Give only the lines from the one containing "of the blurred" through the end of the material below, exactly as written.

[start]

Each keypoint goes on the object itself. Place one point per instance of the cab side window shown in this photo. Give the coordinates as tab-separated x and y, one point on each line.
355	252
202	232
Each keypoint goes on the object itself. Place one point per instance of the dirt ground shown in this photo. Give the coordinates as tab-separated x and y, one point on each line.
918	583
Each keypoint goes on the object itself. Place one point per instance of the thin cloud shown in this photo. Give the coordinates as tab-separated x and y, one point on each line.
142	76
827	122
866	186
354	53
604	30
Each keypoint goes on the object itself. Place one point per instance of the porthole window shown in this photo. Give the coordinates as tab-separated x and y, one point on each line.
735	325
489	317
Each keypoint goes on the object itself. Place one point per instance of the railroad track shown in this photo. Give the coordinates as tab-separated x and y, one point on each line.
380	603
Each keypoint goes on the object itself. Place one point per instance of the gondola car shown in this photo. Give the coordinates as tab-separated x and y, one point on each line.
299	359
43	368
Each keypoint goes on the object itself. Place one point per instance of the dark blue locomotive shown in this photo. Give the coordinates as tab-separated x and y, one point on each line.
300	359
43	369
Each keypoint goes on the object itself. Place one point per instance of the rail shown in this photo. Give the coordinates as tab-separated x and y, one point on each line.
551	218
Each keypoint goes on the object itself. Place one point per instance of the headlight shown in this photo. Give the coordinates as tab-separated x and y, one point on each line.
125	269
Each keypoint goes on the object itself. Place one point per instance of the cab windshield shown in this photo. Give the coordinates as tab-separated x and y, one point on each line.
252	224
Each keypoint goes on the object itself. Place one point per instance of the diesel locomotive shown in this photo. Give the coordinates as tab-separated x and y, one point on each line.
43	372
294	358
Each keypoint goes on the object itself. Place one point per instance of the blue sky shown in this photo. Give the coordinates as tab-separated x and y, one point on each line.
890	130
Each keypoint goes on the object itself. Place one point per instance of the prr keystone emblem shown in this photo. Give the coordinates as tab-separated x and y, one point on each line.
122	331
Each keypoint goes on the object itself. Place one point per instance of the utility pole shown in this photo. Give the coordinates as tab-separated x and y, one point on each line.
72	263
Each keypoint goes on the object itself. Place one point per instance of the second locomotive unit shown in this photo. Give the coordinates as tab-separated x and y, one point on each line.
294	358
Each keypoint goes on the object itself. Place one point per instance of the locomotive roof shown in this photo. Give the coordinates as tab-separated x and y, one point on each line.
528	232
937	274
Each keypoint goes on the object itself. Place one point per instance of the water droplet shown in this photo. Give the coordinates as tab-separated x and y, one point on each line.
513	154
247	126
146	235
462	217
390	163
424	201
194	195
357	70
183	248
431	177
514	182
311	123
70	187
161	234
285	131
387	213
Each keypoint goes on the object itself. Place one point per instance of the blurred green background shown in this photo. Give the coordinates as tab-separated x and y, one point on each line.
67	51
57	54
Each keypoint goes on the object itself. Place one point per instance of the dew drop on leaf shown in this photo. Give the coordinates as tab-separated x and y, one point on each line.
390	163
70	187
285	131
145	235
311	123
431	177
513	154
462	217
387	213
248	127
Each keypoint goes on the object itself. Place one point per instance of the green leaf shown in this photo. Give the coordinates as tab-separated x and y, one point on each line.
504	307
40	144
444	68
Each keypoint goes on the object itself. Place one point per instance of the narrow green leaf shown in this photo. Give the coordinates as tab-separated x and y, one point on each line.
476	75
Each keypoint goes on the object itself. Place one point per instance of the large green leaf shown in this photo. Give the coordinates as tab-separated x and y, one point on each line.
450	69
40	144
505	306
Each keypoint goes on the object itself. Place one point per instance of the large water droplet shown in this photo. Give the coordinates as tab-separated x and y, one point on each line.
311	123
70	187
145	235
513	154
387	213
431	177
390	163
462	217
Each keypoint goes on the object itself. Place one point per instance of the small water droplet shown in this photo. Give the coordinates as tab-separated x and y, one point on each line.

[end]

Result of this task -
Each keypoint goes on the object itself. Place one point per instance of the blurred green background shown in this photo. Give the coordinates as tab-separated x and y, one point on each line.
67	51
57	54
Each keypoint goes on the object itself. Place one point per instance of the dew drop on leaf shown in this photo. Give the coordinates as tab-separated x and y, one point on each line.
390	163
70	187
285	131
145	235
311	123
431	177
513	154
462	217
387	213
248	127
Each keypoint goes on the object itself. Place one point per instance of the green leaf shown in this photo. Give the coordinates as tab-separated x and y, one point on each line.
504	307
40	144
444	68
Each keypoint goes on the object itself. Place one point per instance of the narrow green leaf shown in this photo. Give the coordinates as tab-separated x and y, one point on each line.
476	75
Each keypoint goes on the object itself. Place one point per instance of the large green leaf shown in this photo. Give the coordinates as tab-separated x and y, one point on each line.
450	69
40	144
505	306
Each keypoint goes on the object itself. Place one point per instance of the large water droplet shown in this photo. Give the coordinates as tab-separated x and y, one point on each line.
311	123
70	187
145	235
513	154
387	213
431	177
390	163
462	217
Each keypoint goes on the object itself. Place one point per instance of the small water droplet shown in this photo. Give the coordinates as tab-separated x and y, one point on each line.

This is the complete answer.